EXERCISE DIRECTIONS
Transcribe, word for word and with nothing extra, the line containing "looking at the image above, help me locate the stacked" and each line that comes after it in the entries.

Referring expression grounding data
——————

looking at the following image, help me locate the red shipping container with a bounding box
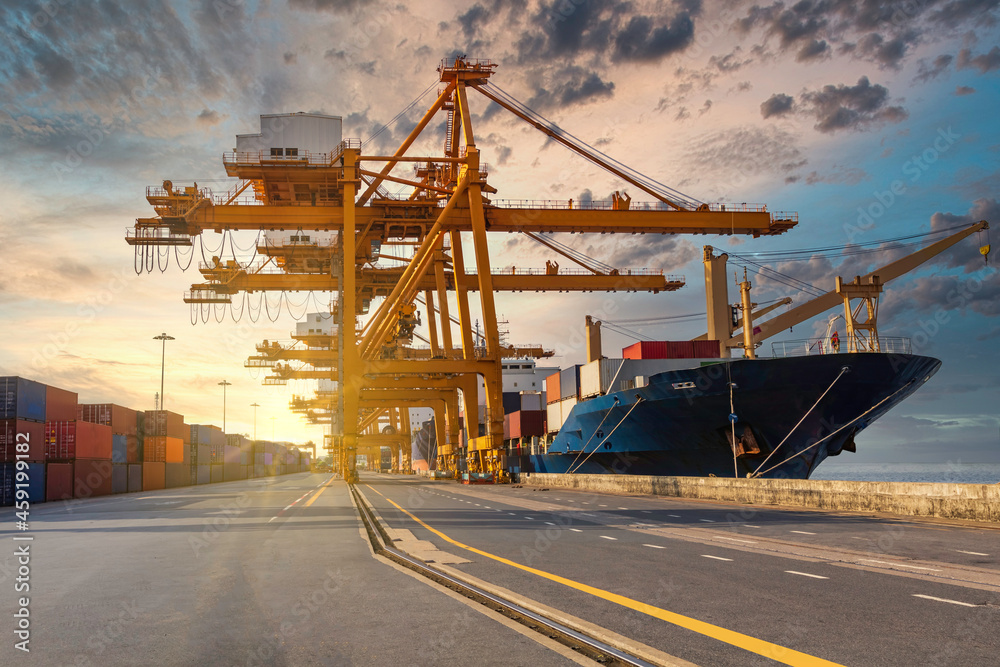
[77,404,138,436]
[692,340,722,358]
[142,462,165,491]
[45,386,78,422]
[45,421,113,460]
[508,410,546,439]
[73,459,113,499]
[503,414,511,440]
[144,410,186,439]
[1,419,45,462]
[46,462,74,501]
[546,372,561,404]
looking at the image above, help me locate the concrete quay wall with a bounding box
[521,473,1000,523]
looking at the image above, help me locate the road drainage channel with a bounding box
[349,484,658,667]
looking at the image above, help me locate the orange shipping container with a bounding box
[142,462,165,491]
[143,436,184,463]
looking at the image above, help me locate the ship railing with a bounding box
[771,337,912,357]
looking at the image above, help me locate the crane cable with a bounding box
[566,397,645,475]
[561,397,620,475]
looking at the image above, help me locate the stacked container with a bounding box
[45,420,113,499]
[78,403,138,495]
[1,377,48,506]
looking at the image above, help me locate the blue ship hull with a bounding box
[526,353,941,479]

——————

RESPONSE TO THIS TASK
looking at the image above, help me locate the stacked container with a bounding box
[45,420,113,499]
[78,403,138,495]
[1,377,48,506]
looking at the image above, help me locate the blue ship hull with a bounding box
[526,353,941,479]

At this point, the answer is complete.